» What you should do
Rewrite the rows below with "circle" substituted for every "disc", leaving everything else unchanged.
>> Start Records for this exercise
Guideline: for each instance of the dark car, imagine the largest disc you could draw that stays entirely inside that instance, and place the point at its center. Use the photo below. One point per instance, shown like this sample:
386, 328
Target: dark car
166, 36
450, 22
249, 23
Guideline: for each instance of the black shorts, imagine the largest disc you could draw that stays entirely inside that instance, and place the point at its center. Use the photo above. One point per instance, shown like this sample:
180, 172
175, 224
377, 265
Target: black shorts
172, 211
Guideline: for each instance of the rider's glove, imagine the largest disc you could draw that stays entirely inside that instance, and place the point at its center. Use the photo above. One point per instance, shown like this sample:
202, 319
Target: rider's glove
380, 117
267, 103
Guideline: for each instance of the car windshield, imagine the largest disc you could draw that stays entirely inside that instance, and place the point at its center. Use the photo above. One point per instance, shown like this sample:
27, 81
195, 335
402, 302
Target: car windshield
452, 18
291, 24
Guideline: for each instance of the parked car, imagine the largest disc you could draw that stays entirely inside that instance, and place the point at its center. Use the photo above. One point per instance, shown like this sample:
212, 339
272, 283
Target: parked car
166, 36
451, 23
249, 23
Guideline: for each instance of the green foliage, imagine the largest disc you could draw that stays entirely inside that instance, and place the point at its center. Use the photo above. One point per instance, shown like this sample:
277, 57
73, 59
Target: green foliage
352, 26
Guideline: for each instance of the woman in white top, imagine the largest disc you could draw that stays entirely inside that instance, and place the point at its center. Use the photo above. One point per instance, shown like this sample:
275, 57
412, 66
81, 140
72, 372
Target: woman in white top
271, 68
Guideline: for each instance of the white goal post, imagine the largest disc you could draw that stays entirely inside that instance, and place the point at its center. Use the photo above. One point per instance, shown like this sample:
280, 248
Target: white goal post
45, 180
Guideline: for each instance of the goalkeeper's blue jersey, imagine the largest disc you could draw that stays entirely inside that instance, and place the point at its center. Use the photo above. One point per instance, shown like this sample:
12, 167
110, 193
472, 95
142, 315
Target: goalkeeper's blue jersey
>> End Records for this exercise
» Response to this exercise
Guideline: for each instance of the dark car, imagine the largest circle you could draw that stays entirely inside that instance, and place the point at its center. Use the photo below. One point per instance, shown like this sample:
386, 328
Target: dark car
166, 36
450, 22
249, 23
Guideline: for each instance of the black shorts, imagine the largest circle you could draw that stays entirely inside that instance, and place the point at its center. Use the photo above. One point per instance, shown like this sample:
180, 172
175, 224
377, 265
Target: black shorts
172, 211
Guideline: for each instance of the rider's glove, imagine the largest circle you could draw that stays entirely inside that instance, and place the point at its center. Use the photo above. One point per instance, shown like this sample:
202, 319
Target: rider's glove
380, 117
267, 103
Guideline: for each instance of the car windshield, imagine the largest circle you could draw that stays entirely inside that instance, and place the point at its center. Use the photo above. One point per instance, shown like this sample:
27, 81
195, 335
402, 302
Target: car windshield
452, 18
291, 24
Guideline: for each instance of the parked car, imagine the largest circle you could draw that stays entirely inside that instance, and place the point at its center. Use the photo above. One point per instance, shown like this sample:
212, 339
272, 283
Target: parked car
166, 36
451, 23
249, 23
Guideline: for each instance of the green foliage, imagine the largest circle you could draw that stays entirely inside that instance, and place the point at its center. Use the photo above. One point per instance, shown like this sample:
277, 57
73, 59
Target: green foliage
352, 26
Guideline: for each instance of the woman in white top, imagine the largest circle you could draw that stays entirely inside that instance, and place the point at its center. Use the photo above. One point per instance, shown like this sample:
275, 57
412, 66
81, 140
72, 372
Target: woman in white top
271, 68
Guideline: for each instance of the white goal post, imagine the largest circle you could draw that stays entirely inside that instance, and place the point at its center. Use the photo above. One point per instance, shown like this sample:
280, 248
Target: white goal post
45, 180
Guideline: for each instance of the goalkeeper's blue jersey, imagine the largest circle you could draw that stays entirely inside that instance, and place the point at its center. Use the photo above. One point per instance, shown like this sample:
12, 167
110, 193
472, 95
142, 315
Target: goalkeeper's blue jersey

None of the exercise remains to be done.